Record extracts:
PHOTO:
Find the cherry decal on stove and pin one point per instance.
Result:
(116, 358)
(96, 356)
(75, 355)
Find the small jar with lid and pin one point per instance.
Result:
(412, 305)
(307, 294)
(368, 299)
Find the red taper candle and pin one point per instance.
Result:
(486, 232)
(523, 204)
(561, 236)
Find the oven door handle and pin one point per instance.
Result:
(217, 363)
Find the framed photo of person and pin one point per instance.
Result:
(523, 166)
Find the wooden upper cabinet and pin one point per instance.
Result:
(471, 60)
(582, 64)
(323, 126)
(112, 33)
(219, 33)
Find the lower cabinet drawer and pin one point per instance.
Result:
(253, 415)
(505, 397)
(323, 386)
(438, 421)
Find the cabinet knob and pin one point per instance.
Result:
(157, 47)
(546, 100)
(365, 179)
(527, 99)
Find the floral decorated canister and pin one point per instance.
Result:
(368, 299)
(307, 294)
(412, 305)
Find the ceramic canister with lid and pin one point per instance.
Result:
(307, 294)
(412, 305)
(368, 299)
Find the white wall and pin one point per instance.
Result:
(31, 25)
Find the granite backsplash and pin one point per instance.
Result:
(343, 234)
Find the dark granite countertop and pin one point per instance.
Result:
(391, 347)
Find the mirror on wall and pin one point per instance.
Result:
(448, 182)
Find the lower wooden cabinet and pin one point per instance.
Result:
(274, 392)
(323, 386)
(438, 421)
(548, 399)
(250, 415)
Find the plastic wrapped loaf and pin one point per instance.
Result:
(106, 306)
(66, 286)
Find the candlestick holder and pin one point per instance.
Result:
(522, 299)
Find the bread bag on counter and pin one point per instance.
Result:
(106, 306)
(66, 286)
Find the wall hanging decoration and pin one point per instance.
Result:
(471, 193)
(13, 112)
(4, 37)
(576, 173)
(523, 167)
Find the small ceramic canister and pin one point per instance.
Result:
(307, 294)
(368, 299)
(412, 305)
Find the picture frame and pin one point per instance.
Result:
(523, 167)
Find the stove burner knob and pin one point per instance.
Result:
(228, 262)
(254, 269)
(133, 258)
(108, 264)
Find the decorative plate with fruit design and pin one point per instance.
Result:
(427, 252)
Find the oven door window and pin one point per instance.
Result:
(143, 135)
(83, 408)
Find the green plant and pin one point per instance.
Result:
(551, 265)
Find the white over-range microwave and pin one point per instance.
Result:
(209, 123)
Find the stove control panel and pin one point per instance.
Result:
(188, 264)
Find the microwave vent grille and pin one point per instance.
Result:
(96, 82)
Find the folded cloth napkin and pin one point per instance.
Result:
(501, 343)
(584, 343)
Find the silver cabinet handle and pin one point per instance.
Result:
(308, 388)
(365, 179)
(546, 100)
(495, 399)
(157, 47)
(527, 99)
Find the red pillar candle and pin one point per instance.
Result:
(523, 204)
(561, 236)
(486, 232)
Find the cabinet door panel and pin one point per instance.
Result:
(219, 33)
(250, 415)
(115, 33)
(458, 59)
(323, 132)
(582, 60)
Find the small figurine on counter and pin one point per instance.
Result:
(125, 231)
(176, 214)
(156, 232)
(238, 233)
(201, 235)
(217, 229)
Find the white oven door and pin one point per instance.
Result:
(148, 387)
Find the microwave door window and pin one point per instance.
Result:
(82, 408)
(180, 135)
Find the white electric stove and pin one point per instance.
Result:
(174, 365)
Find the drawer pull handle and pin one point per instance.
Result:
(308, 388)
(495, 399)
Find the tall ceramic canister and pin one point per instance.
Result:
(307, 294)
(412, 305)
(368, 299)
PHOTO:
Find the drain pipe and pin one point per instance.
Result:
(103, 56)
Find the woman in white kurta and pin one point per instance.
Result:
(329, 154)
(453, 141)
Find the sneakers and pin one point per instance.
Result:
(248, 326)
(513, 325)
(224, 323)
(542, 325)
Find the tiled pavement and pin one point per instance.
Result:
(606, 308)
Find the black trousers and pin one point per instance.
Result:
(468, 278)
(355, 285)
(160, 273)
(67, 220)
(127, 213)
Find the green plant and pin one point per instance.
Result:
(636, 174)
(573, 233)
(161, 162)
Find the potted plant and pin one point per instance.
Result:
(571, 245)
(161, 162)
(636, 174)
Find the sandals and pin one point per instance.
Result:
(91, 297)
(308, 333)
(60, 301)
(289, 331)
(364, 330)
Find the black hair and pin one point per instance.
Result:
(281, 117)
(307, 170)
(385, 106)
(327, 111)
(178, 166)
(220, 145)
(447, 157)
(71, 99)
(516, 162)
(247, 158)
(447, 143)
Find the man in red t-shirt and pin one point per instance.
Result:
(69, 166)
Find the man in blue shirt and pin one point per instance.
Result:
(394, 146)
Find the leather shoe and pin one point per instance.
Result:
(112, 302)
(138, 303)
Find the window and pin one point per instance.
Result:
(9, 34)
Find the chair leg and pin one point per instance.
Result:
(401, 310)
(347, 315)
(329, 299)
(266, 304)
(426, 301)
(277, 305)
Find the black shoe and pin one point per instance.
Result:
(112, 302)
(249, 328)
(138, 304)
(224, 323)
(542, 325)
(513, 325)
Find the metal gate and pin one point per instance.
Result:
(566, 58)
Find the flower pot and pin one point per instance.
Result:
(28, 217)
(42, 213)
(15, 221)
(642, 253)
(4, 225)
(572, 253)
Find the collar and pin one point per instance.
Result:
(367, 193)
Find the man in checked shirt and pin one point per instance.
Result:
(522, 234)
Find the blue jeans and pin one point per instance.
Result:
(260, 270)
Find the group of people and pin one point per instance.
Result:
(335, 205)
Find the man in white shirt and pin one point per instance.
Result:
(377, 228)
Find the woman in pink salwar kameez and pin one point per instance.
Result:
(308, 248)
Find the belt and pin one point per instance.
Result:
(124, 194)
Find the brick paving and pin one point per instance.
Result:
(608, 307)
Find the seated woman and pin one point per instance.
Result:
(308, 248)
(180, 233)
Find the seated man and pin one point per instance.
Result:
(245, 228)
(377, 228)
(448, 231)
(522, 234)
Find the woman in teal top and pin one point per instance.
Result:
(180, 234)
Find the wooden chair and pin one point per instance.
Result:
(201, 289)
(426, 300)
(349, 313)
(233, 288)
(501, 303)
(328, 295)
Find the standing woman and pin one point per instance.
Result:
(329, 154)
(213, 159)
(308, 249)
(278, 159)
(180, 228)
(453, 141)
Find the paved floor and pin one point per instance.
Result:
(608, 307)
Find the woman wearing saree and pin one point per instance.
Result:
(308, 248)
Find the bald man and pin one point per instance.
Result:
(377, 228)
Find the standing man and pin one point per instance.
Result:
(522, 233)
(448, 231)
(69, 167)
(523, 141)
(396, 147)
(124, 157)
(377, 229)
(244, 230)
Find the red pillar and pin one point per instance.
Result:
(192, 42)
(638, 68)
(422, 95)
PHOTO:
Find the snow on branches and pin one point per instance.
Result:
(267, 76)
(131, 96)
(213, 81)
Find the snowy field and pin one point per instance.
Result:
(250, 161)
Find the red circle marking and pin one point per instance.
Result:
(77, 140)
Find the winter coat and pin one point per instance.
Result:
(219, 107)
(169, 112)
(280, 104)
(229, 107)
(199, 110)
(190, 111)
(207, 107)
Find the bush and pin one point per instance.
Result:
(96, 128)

Exercise details: Only lines with the word "woman" are wanted. Find and copy them from the records above.

Result for this task:
Find the woman in white kurta and pin one point per instance.
Find the woman in pink salwar kameez and pin one point per instance.
Find the seated woman and pin one point per instance.
Find the woman in teal top and pin one point per instance.
Find the standing woman and pin one point per instance.
Find the woman wearing saree and pin one point per instance.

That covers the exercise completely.